» SUPPLIED TEXT
Title: | Stream Suitable Online Support Vector Machines |
---|---|
Description: | Soft-margin support vector machines (SVMs) are a common class of classification models. The training of SVMs usually requires that the data be available all at once in a single batch, however the Stochastic majorization-minimization (SMM) algorithm framework allows for the training of SVMs on streamed data instead Nguyen, Jones & McLachlan(2018)<doi:10.1007/s42081-018-0001-y>. This package utilizes the SMM framework to provide functions for training SVMs with hinge loss, squared-hinge loss, and logistic loss. |
Authors: | Andrew Thomas Jones, Hien Duy Nguyen, Geoffrey J. McLachlan |
Maintainer: | Andrew Thomas Jones <[email protected]> |
License: | GPL-3 |
Version: | 0.2.1 |
Built: | 2024-11-11 04:15:14 UTC |
Source: | https://github.com/andrewthomasjones/ssosvm |
Generate simple simulations for testing of the algorithms.
generateSim(NN = 10^4, DELTA = 2, DIM = 2, seed = NULL)
generateSim(NN = 10^4, DELTA = 2, DIM = 2, seed = NULL)
NN |
Number of observations. Default is 10^4 |
DELTA |
Separation of three groups in standard errors. Default is 2. |
DIM |
Number of dimensions in data. Default is 2. |
seed |
Random seed if desired. |
A list containing:
XX |
Coordinates of the simulated points. |
YY |
Cluster membership of the simulated points. |
YMAT |
YY and XX Combined as a single matrix. |
#100 points of dimension 4. generateSim(NN=100, DELTA=2, DIM=4)
#100 points of dimension 4. generateSim(NN=100, DELTA=2, DIM=4)
Fit SVM with Hinge loss function.
Hinge(YMAT, DIM = 2L, EPSILON = 1e-05, returnAll = FALSE, rho = 1)
Hinge(YMAT, DIM = 2L, EPSILON = 1e-05, returnAll = FALSE, rho = 1)

» PROVIDED MATERIAL
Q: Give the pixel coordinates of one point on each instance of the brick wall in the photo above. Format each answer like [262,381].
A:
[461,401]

» TASKS
1. Answer these questions using the SVM package documentation:
(a) Which three loss functions does the package provide functions for training SVMs with?
(b) What is the default number of observations in generateSim?
(c) What does YMAT consist of in the list that generateSim returns?
2. Continue the SVM package documentation from the point where it stops.

» EXERCISE ANSWERS
1.
(a) Hinge loss, squared-hinge loss, and logistic loss.
(b) 10^4.
(c) YY and XX combined as a single matrix.

2.
YMAT |
Data. First column is -1 or 1 indicating the class of each observation. The remaining columns are the coordinates of the data points. |
DIM |
Dimension of data. Default value is 2. |
EPSILON |
Small perturbation value needed in calculation. Default value is 0.00001. |
returnAll |
Return all of theta values? Boolean with default value FALSE. |
rho |
Sensitivity factor to adjust the level of change in the SVM fit when a new observation is added. Default value 1.0 |
A list containing:
THETA |
SVM fit parameters. |
NN |
Number of observation points in YMAT. |
DIM |
Dimension of data. |
THETA_list |
THETA at each iteration (new point observed) as YMAT is fed into the algorithm one data point at a time. |
OMEGA |
Intermediate value OMEGA at each iteration (new point observed). |
YMAT <- generateSim(10^4) h1<-Hinge(YMAT$YMAT,returnAll=TRUE)
YMAT <- generateSim(10^4) h1<-Hinge(YMAT$YMAT,returnAll=TRUE)
Fit SVM with Logistic loss function.
Logistic(YMAT, DIM = 2L, EPSILON = 1e-05, returnAll = FALSE, rho = 1)
Logistic(YMAT, DIM = 2L, EPSILON = 1e-05, returnAll = FALSE, rho = 1)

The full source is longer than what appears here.